Sixteen TBI survivors were recruited from the community and from hospitals and rehabilitation facilities in the Baltimore/Washington, D.C., metropolitan area. We were particularly, but not exclusively, interested in patients who presented prominent signs of apathy. Two individuals did not undergo brain imaging and were excluded, resulting in a final sample of 14 TBI survivors. TBI severity was rated based on multiple factors, including Glasgow Coma Scale scores, following the usual criteria for severe (3–8), moderate (9–12), and mild (13–15) injury. All participants sustained up to 12 weeks’ loss of consciousness except for two individuals for whom the presence and duration of altered consciousness were unclear. However, both of these patients showed dramatic personality changes, meeting DSM-IV criteria for “personality change secondary to TBI, apathetic subtype” at long-term follow-up, and showed central or unilateral atrophy on neuroimaging. The majority of brain injuries resulted from a motor vehicle accident (n=11) or fall (n=2). All injuries were sustained at least 18 months (mean=122 months, range=18–366 months) prior to study participation. No patient met criteria for a mood disorder according to DMS-IV criteria, though most met criteria for an apathy syndrome (n=10). All were free of substance abuse in the 6 months prior to study participation.

In addition, 28 healthy participants in the Johns Hopkins Aging, Brain Imaging, and Cognition Study of normal aging provided data for analyses. The individuals reported no history of head injury and were free of medical and psychiatric illnesses that can affect brain structure or function. The comparison subjects and TBI groups were carefully matched for age, sex, race, years of education, estimated premorbid IQ (NART-R),12 and total intracranial volume (p>0.05 in all cases).

On a single day, each participant underwent physical and neurological examinations, a psychiatric interview, laboratory blood studies, a brain MRI scan, and detailed neurocognitive assessment. Cognitive tests included measures of psychomotor speed and dexterity (Grooved Pegboard test),13 psychomotor processing speed (Trail Making test),14 auditory divided attention (Brief Test of Attention),15 letter-cued verbal fluency (letters S and P), visual construction (Rey-Osterrieth Complex Figure Test [RCFT]),16,17 verbal learning and recall (Hopkins Verbal Learning Test—Revised [HVLT-R]),18 visual learning and recall (Brief Visuospatial Memory Test—Revised [BVMT-R]),19 and concept formation (modified Wisconsin Card Sorting Test [mWCST]).20,21 The study was approved by the Johns Hopkins Medicine institutional review board and all subjects gave written informed consent.

## Material provided:
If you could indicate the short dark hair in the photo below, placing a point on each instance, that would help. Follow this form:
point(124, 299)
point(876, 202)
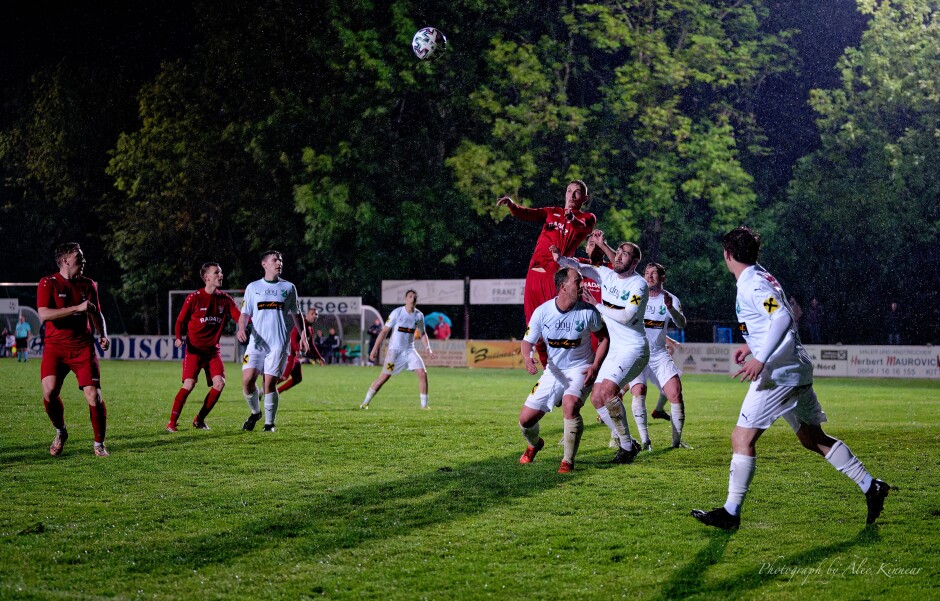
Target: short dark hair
point(561, 276)
point(205, 268)
point(743, 244)
point(659, 268)
point(65, 249)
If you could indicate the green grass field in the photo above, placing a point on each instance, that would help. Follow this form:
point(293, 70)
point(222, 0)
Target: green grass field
point(398, 503)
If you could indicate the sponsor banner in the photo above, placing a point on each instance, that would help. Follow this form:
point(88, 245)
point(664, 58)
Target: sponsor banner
point(331, 305)
point(9, 306)
point(496, 292)
point(494, 353)
point(430, 292)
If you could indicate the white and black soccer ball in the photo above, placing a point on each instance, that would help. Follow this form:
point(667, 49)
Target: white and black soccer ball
point(428, 43)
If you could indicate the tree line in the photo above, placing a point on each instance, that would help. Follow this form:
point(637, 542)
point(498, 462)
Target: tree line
point(311, 127)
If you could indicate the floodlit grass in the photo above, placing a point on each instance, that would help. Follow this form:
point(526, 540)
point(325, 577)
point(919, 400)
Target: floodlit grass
point(398, 503)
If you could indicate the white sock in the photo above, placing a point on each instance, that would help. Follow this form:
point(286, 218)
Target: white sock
point(270, 407)
point(573, 430)
point(618, 416)
point(531, 435)
point(661, 402)
point(678, 420)
point(252, 399)
point(739, 480)
point(639, 415)
point(843, 459)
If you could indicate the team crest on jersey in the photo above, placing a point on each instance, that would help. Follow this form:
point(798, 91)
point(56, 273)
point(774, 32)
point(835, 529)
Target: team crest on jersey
point(771, 305)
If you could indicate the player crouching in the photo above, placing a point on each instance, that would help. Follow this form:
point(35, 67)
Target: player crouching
point(565, 323)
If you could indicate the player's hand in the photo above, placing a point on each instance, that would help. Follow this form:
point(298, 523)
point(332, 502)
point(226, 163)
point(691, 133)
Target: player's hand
point(750, 371)
point(530, 366)
point(741, 353)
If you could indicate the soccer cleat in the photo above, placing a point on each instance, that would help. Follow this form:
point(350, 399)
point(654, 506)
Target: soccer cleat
point(660, 415)
point(58, 442)
point(530, 452)
point(718, 517)
point(875, 498)
point(624, 456)
point(251, 421)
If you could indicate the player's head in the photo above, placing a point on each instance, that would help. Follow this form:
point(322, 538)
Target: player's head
point(211, 272)
point(69, 255)
point(627, 257)
point(741, 244)
point(272, 262)
point(654, 274)
point(575, 195)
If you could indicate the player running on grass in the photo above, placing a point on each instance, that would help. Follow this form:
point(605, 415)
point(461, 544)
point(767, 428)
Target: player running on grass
point(400, 327)
point(271, 304)
point(566, 324)
point(201, 321)
point(68, 303)
point(625, 295)
point(781, 375)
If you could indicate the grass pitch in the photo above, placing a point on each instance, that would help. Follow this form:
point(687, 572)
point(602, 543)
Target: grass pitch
point(398, 503)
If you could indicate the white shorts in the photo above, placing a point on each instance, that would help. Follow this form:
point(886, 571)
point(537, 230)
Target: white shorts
point(796, 404)
point(398, 360)
point(555, 384)
point(660, 370)
point(623, 366)
point(270, 362)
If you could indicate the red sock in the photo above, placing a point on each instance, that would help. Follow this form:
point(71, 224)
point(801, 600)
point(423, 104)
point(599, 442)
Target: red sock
point(178, 403)
point(56, 411)
point(209, 403)
point(99, 420)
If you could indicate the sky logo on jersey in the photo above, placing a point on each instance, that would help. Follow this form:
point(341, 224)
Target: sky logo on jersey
point(771, 305)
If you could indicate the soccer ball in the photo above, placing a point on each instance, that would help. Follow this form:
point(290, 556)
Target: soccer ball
point(428, 43)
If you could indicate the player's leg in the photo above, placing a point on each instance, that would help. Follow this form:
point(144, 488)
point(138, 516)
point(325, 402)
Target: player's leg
point(638, 392)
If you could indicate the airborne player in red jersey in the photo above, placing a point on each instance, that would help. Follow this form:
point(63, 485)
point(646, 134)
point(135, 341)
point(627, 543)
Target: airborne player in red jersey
point(564, 228)
point(201, 320)
point(68, 304)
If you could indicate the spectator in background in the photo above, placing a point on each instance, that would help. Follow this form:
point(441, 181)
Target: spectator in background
point(813, 318)
point(893, 324)
point(442, 331)
point(373, 332)
point(23, 332)
point(333, 343)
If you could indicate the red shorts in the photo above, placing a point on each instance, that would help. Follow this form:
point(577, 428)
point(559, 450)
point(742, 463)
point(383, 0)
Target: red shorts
point(82, 362)
point(194, 362)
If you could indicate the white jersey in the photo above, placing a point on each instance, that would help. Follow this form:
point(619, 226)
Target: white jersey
point(657, 319)
point(760, 301)
point(404, 325)
point(270, 306)
point(618, 293)
point(566, 334)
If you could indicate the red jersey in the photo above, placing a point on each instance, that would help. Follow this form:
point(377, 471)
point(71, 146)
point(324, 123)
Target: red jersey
point(203, 316)
point(566, 230)
point(56, 292)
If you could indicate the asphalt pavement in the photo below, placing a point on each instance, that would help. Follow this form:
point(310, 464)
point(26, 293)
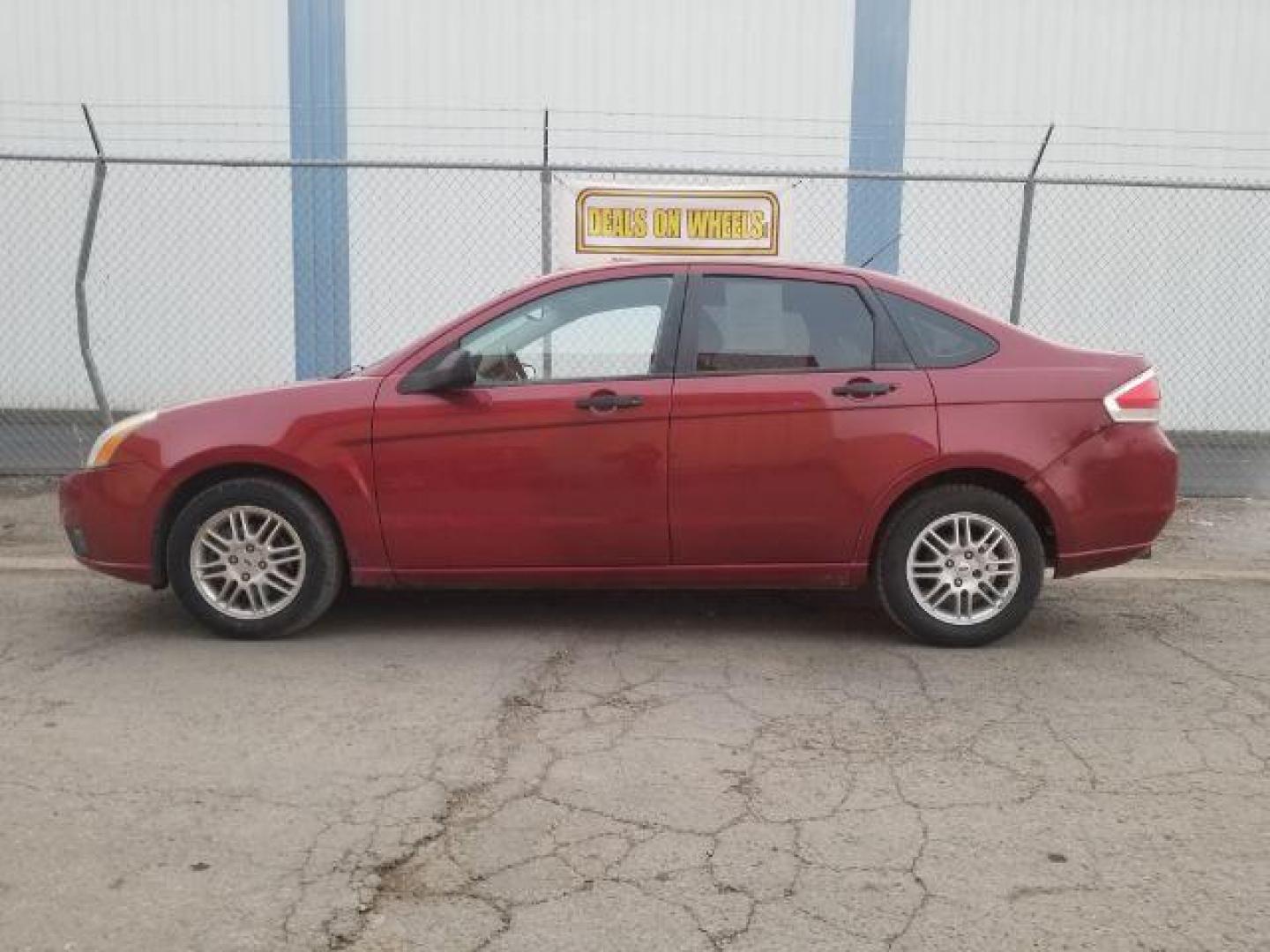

## Goal of the exercise:
In the passage on the TBI study, what was the mean time between injury and study participation?

## Answer below:
122 months